**Input**
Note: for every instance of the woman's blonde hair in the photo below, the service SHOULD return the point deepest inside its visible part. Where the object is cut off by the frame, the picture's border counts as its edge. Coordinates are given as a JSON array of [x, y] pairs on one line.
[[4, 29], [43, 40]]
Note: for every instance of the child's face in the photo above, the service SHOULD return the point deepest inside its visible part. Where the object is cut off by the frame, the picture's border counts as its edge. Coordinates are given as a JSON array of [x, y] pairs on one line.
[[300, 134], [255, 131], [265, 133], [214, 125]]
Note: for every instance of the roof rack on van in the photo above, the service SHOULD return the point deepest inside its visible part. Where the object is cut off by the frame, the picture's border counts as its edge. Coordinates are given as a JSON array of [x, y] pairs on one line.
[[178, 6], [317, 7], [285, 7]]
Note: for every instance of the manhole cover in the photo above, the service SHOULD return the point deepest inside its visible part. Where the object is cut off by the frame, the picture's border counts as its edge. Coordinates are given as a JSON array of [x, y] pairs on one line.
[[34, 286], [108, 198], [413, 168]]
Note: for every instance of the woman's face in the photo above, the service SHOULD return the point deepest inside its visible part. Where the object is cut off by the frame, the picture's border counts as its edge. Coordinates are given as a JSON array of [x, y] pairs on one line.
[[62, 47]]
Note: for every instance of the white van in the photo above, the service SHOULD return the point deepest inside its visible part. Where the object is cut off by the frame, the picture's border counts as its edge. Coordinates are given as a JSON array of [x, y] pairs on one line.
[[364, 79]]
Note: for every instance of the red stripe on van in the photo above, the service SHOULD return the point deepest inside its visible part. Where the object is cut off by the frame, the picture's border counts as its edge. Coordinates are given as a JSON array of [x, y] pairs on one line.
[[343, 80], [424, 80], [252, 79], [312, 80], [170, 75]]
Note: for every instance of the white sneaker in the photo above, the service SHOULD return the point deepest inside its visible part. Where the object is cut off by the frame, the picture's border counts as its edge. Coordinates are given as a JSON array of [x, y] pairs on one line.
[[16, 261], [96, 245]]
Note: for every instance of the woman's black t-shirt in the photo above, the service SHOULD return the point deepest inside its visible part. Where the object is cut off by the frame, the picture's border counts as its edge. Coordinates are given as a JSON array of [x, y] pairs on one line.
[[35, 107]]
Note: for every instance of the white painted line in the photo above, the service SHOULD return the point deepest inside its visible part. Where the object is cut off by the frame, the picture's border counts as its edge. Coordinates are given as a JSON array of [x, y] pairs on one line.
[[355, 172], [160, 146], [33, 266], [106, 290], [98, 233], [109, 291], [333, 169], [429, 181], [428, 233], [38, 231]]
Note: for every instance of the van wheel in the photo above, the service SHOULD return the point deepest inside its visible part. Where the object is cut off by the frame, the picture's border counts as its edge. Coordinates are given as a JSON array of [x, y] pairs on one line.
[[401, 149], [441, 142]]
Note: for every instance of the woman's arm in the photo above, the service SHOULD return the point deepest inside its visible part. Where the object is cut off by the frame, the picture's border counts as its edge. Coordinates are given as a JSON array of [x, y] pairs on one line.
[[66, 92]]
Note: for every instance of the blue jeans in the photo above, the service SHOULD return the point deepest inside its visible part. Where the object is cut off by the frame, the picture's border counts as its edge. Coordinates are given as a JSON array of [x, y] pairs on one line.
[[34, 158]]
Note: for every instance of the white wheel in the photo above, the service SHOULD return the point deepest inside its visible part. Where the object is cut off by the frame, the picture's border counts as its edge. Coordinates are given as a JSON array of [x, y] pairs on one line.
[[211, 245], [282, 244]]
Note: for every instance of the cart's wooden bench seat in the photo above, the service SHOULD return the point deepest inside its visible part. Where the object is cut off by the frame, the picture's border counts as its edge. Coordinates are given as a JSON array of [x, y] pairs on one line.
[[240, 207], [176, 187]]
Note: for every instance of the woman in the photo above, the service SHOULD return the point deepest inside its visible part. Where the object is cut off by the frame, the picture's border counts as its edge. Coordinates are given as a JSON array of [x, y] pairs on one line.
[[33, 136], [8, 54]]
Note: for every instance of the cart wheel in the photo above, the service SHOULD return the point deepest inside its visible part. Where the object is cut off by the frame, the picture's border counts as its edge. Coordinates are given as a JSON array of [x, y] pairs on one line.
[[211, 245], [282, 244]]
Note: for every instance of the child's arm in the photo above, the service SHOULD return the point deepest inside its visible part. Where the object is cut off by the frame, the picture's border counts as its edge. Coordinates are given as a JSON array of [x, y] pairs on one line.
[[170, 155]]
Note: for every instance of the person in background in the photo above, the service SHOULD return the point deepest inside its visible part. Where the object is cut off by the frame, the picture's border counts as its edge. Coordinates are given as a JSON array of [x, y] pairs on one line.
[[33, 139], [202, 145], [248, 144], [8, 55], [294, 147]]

**Set task**
Format every line of the records above as a JSON list of strings, with one string per line and blank lines omitted.

**Correct output**
[
  "Note: for every instance of the woman's blonde hair in the photo below, the service SHOULD return the point deepest inside its visible part. Where the object is cut off by the frame, the picture's border counts as its edge. Coordinates are given as a JSON array of [x, y] pairs on one line.",
  "[[4, 29], [43, 40]]",
  "Note: for every instance of the child's face in the photo above, the service SHOULD return the point deepest inside its visible part. Where the object is cut off by the frame, the picture's border counts as its edge. Coordinates are given as a JSON array of [x, y] pairs on one line.",
  "[[300, 134], [255, 131], [265, 133], [214, 125]]",
  "Note: for every instance of the roof rack on van in the photo above, the service SHOULD return the point deepest inside its visible part. Where the object is cut off by the frame, the picture's border counts as its edge. Coordinates are given as a JSON array of [x, y] pairs on one line.",
  "[[178, 6], [317, 7], [285, 7]]",
  "Note: for every instance of the manhole cover in the photo above, the service SHOULD return the point deepest inside its visible part. Where the object is cut off by the frame, the picture's border counts as its edge. Coordinates are given as a JSON array of [x, y] pairs on one line.",
  "[[34, 286], [108, 198], [413, 168]]",
  "Note: for every instance of the woman's face in the photo above, the service SHOULD return the point deepest inside its visible part. Where the object is cut off by the frame, the picture's border counts as its edge. Coordinates are given as a JSON array of [x, y] pairs on one line.",
  "[[62, 47]]",
  "Note: for every instance of the white van in the photo above, the service SHOULD return the point deepest inside its visible part. Where the object is cut off by the frame, the picture's border counts as its edge. Coordinates are given as a JSON array of [x, y] pairs on one line.",
  "[[364, 79]]",
  "Note: for every instance of the red stripe on van in the photo above, the service SHOULD return the point deepest inside its visible part. Where the object is cut off by the frame, the picture's border counts as its edge. Coordinates are given as a JSON array of [x, y] pairs on one line.",
  "[[343, 80], [424, 80], [252, 79], [312, 80], [170, 75]]",
  "Note: for every instance of the white sneaker in the photo above, the service SHOULD return the point deepest inside its visible part. Where the object is cut off by the frame, the picture's border counts as its edge. Coordinates are given as a JSON array of [x, y] pairs on one line.",
  "[[16, 261], [96, 245]]",
  "Note: for every instance of the woman's black t-shirt in the photo above, the service SHOULD return the point deepest inside its visible part. Where the object is cut off by the frame, the picture's border counts as its edge. Coordinates are given as a JSON array of [x, y] pairs on one line.",
  "[[35, 107]]",
  "Note: for every instance of the white painted line in the photo above, the service SHOULD return the point deepest inside its visible part. Where the object is cut off by the frame, the picture's border counts as its edge. Coordinates are given as a JSON array of [x, y] pairs on one line.",
  "[[355, 172], [160, 146], [33, 266], [106, 290], [98, 233], [109, 291], [333, 169], [429, 181], [428, 233], [38, 231]]",
  "Note: for every instance of the van wheel in the photo above, the service SHOULD return the point deepest inside its visible part. Where the object is cut off by the frame, the picture's border counts as its edge. Coordinates are given as a JSON array of [x, y] pairs on one line.",
  "[[401, 149], [441, 142]]",
  "Note: for every instance of the woman's arm in the photo above, the service SHOULD return the point deepest inside its visible part. Where the object is cut off by the frame, the picture's border counts as its edge. Coordinates are given as a JSON array of [x, y] pairs on one line.",
  "[[66, 92]]",
  "Note: for every instance of the blue jeans in the photo above, the service SHOULD return the point deepest inside its visible part. Where the object is cut off by the frame, the picture's border counts as its edge. Coordinates are given as a JSON array of [x, y] pairs on one line.",
  "[[34, 158]]",
  "Note: for every instance of the white wheel in the photo above, the service SHOULD return the point deepest inside its visible part. Where the object is cut off by the frame, the picture's border counts as its edge. Coordinates are given as a JSON array of [x, y] pairs on one line.",
  "[[211, 245], [282, 244]]",
  "Note: for every instance of the cart's wooden bench seat in the photo above, the service SHOULD return the point deepest inside its visible part. Where the object is cut off by the frame, the picture's border counts as its edge. Coordinates are given as a JSON array of [x, y] pairs on one line.",
  "[[240, 207], [176, 187]]",
  "Note: for every instance of the woman in the photo above, the service SHOULD return the point deepest inside its visible part. Where the object is cut off by the frame, the picture's border counts as its edge. Coordinates are given as a JSON array of [x, y] pairs on one line.",
  "[[33, 136], [8, 54]]",
  "Note: for every instance of the cart wheel in the photo above, the service SHOULD return the point deepest inside its visible part. Where the object is cut off by the frame, the picture's border counts as its edge. Coordinates are given as a JSON array of [x, y] pairs on one line.",
  "[[211, 245], [282, 244]]",
  "Note: for every instance of the child's arm in the photo above, the service SHOULD return the point deepest inside its visible part. Where the object is cut off by the frame, the picture's border counts as its edge. Coordinates are given as a JSON array of [x, y] pairs on one line.",
  "[[170, 155]]",
  "Note: for every instance of the person in background in the photo above, the service SHOULD return the point deepest inside its visible part. Where the object is cut off by the frame, the picture's border counts as its edge. Coordinates are given as a JSON array of [x, y] pairs on one line.",
  "[[33, 139], [202, 145], [248, 144], [8, 55], [294, 147]]"
]